Short task: List each line in the data below that contains the word "above". Case counts.

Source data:
◇ ◇ ◇
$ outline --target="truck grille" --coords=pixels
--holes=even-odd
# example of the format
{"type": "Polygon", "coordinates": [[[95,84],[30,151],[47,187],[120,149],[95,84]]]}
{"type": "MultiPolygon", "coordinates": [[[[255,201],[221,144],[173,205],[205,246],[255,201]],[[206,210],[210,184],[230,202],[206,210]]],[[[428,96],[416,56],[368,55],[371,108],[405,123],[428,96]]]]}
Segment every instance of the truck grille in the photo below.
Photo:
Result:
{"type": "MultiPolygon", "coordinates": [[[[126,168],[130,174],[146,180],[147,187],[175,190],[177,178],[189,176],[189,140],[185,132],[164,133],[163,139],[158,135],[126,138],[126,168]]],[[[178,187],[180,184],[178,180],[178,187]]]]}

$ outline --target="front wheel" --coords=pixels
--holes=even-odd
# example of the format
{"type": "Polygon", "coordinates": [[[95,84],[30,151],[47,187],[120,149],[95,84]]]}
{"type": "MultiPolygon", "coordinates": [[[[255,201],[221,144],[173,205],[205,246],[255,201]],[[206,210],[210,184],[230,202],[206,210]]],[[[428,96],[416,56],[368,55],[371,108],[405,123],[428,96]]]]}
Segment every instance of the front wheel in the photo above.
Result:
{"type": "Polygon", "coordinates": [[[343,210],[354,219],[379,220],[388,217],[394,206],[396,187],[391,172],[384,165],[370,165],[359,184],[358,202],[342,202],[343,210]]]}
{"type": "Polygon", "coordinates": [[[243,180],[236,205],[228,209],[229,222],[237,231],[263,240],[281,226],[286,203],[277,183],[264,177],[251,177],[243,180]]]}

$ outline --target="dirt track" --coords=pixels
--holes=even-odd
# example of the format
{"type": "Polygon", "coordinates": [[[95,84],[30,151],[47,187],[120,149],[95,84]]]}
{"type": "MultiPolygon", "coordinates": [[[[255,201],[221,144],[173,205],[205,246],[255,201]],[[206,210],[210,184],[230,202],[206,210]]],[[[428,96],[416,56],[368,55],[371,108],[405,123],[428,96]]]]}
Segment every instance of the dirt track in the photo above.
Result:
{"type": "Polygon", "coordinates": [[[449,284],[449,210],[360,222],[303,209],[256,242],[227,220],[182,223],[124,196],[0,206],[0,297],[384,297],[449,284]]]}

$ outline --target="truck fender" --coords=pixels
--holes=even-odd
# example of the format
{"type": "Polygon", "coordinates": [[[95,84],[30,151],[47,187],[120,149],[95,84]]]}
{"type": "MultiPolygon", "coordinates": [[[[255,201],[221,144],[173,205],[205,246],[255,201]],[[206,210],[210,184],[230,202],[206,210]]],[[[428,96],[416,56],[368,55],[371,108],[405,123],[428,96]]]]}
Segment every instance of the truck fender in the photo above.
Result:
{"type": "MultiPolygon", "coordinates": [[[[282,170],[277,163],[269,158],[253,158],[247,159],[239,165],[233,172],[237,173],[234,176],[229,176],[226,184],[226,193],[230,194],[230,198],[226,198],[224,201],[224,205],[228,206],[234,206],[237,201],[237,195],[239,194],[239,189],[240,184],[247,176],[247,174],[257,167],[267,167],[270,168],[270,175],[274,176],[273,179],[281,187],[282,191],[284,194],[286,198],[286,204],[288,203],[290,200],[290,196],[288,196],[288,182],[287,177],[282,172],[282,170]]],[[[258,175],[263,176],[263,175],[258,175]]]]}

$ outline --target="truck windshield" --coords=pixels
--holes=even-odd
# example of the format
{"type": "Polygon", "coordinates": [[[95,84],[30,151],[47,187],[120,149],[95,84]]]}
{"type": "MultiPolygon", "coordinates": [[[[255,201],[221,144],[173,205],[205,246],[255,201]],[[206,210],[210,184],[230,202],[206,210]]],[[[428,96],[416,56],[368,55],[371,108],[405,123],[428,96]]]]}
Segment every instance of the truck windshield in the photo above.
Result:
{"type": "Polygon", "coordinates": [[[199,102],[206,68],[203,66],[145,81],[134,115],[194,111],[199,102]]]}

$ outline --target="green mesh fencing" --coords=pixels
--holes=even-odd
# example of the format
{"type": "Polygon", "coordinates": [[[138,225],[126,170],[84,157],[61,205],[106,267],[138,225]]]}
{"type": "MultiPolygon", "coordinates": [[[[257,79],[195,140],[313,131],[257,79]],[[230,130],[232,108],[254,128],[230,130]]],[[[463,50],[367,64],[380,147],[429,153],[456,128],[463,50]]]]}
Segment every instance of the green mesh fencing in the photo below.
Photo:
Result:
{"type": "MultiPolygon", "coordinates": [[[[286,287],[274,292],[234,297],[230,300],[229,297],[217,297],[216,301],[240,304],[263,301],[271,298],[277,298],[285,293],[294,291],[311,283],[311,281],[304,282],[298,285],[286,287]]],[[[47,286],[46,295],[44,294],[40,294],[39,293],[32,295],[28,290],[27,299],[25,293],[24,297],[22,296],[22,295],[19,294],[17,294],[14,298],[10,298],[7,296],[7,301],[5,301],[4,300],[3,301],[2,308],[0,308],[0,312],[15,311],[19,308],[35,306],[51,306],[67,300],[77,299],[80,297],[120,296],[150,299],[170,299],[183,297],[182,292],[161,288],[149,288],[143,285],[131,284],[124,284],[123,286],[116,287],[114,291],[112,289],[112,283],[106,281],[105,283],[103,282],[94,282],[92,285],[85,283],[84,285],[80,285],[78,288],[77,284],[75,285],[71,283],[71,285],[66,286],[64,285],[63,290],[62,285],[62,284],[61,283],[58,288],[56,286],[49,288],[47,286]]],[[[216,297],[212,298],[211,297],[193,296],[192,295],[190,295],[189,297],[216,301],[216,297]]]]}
◇ ◇ ◇
Written solution:
Segment every instance of the front wheel in the photo above.
Segment every instance of the dirt track in the photo above.
Segment every instance of the truck fender in the photo above.
Segment every instance of the truck windshield in the photo above.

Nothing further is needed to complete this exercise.